(HOW TO COMPLETE THIS TASK)
The number of lines containing "head" is the only answer wanted; work it out from the entries below.

(SOURCE DATA)
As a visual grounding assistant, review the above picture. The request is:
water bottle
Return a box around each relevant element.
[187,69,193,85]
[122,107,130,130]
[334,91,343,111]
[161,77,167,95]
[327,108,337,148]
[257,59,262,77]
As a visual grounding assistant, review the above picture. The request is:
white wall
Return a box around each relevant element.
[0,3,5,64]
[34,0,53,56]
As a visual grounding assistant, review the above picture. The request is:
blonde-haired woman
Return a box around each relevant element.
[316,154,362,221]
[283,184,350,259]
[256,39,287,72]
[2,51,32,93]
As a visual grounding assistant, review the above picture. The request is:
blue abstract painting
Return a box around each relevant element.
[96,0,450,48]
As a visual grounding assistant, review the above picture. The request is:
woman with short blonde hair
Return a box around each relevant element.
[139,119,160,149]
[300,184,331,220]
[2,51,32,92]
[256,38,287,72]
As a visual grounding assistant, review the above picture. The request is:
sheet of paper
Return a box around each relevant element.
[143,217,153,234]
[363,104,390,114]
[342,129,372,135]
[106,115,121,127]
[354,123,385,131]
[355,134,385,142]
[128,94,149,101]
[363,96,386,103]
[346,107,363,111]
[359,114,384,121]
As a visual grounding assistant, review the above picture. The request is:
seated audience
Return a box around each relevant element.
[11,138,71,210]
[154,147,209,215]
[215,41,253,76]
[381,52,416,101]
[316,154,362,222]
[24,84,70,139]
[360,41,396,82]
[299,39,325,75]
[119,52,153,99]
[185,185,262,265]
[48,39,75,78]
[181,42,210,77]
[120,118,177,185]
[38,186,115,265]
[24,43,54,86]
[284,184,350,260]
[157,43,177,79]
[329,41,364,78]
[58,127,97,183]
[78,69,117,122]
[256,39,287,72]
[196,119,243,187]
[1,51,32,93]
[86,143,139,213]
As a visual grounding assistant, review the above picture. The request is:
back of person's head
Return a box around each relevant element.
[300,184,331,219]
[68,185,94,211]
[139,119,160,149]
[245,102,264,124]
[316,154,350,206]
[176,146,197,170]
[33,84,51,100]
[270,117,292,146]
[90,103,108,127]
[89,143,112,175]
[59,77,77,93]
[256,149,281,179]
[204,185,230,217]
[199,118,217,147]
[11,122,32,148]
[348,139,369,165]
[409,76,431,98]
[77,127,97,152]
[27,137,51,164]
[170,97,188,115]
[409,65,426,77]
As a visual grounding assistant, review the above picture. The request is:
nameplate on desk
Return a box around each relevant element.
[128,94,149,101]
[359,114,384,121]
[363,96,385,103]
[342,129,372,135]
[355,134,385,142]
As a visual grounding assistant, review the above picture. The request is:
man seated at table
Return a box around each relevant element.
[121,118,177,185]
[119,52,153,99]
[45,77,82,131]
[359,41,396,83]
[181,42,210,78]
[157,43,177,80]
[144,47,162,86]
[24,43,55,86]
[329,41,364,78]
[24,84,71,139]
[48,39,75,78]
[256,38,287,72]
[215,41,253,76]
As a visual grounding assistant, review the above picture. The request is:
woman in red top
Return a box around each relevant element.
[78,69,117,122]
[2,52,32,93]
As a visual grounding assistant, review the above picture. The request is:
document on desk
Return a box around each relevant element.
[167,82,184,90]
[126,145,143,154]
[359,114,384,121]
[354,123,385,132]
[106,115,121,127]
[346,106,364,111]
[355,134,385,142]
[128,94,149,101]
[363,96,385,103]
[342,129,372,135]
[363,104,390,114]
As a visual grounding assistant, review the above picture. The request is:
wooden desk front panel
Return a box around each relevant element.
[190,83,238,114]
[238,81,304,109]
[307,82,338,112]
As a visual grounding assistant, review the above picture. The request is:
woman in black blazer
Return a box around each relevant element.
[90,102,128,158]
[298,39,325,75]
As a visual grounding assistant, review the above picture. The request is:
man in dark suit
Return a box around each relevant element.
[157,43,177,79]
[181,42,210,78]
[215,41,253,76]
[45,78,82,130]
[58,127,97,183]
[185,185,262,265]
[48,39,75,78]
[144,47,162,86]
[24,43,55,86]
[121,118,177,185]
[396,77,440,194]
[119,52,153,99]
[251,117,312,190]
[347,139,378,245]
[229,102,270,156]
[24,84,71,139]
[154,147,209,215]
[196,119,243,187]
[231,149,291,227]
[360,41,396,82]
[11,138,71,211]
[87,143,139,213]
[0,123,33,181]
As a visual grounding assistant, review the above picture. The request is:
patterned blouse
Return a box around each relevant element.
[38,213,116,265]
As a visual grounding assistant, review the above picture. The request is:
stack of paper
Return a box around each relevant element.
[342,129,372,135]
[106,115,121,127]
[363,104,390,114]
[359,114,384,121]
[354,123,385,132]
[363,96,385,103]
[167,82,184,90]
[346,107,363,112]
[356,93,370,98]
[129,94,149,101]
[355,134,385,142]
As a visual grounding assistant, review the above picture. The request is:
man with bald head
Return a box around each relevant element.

(EXPECTED ANSWER)
2